» **Description of the task**: Pictures do not belong in the copy. Return all of the entries exactly.

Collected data
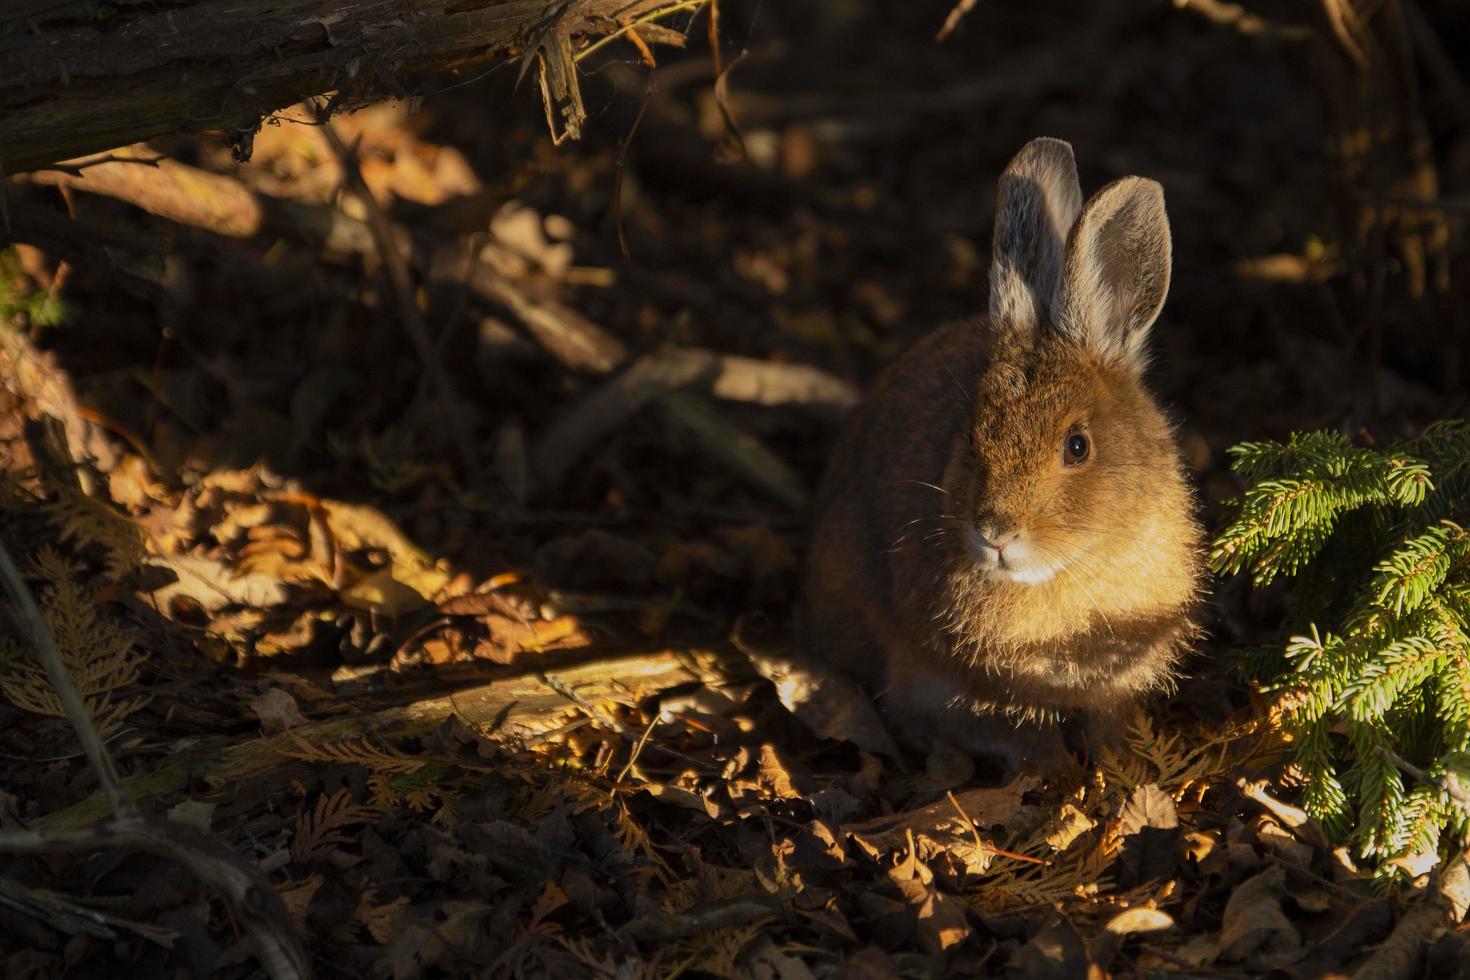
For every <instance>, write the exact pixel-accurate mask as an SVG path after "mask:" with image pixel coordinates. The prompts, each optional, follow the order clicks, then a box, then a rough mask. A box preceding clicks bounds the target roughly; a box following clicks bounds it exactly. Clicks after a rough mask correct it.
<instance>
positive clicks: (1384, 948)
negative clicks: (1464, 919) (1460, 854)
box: [1352, 854, 1470, 980]
mask: <svg viewBox="0 0 1470 980" xmlns="http://www.w3.org/2000/svg"><path fill="white" fill-rule="evenodd" d="M1467 892H1470V862H1467V861H1466V855H1463V854H1461V855H1457V857H1455V858H1452V860H1451V861H1449V862H1448V864H1446V865H1444V867H1442V868H1441V870H1438V871H1436V873H1435V882H1433V884H1432V886H1430V889H1429V890H1427V892H1426V893H1424V896H1423V898H1420V899H1419V901H1417V902H1416V904H1414V905H1411V907H1410V909H1408V911H1407V912H1404V918H1401V920H1398V926H1395V927H1394V932H1392V933H1389V936H1388V939H1385V940H1383V945H1382V946H1379V948H1377V949H1374V951H1373V955H1372V956H1369V958H1367V961H1366V962H1364V964H1363V965H1361V967H1358V968H1357V970H1355V971H1354V973H1352V980H1407V979H1408V977H1413V976H1416V974H1417V967H1419V964H1420V961H1421V959H1423V956H1424V948H1426V946H1427V945H1429V937H1430V936H1433V933H1435V930H1438V929H1441V927H1444V926H1448V924H1449V921H1451V917H1452V914H1455V912H1457V911H1458V914H1463V907H1461V908H1460V909H1457V908H1455V907H1457V904H1463V901H1464V895H1466V893H1467Z"/></svg>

» **Answer space**:
For every <instance>, write the exact pixel-accurate mask as an SVG path after "mask:" with image pixel coordinates. The prompts, each optional, follow the order clicks, then a box, then a rough mask. A box preceding clicks bounds the target roughly; a box following clicks bounds it exactly. Clicks after a rough mask correct it.
<instance>
positive clicks: (1384, 948)
negative clicks: (1464, 919) (1460, 854)
box: [1352, 854, 1470, 980]
mask: <svg viewBox="0 0 1470 980" xmlns="http://www.w3.org/2000/svg"><path fill="white" fill-rule="evenodd" d="M1467 892H1470V862H1467V861H1466V855H1463V854H1461V855H1457V857H1455V858H1452V860H1451V861H1449V862H1448V864H1446V865H1444V867H1442V868H1441V870H1438V871H1436V873H1435V882H1433V884H1432V886H1430V889H1429V890H1427V892H1426V893H1424V896H1423V898H1420V899H1419V901H1417V902H1416V904H1414V905H1411V907H1410V909H1408V911H1407V912H1404V918H1401V920H1398V926H1395V927H1394V932H1392V933H1389V936H1388V939H1385V940H1383V945H1382V946H1379V948H1377V949H1374V951H1373V955H1372V956H1369V958H1367V961H1366V962H1364V964H1363V965H1361V967H1358V968H1357V970H1355V971H1354V973H1352V980H1407V979H1408V977H1413V976H1416V974H1417V967H1419V964H1420V961H1421V959H1423V956H1424V948H1426V946H1427V945H1429V937H1430V936H1433V933H1435V930H1438V929H1441V927H1444V926H1448V924H1449V921H1451V917H1452V914H1455V912H1457V911H1458V914H1463V907H1461V908H1460V909H1457V908H1455V907H1457V904H1463V901H1464V895H1466V893H1467Z"/></svg>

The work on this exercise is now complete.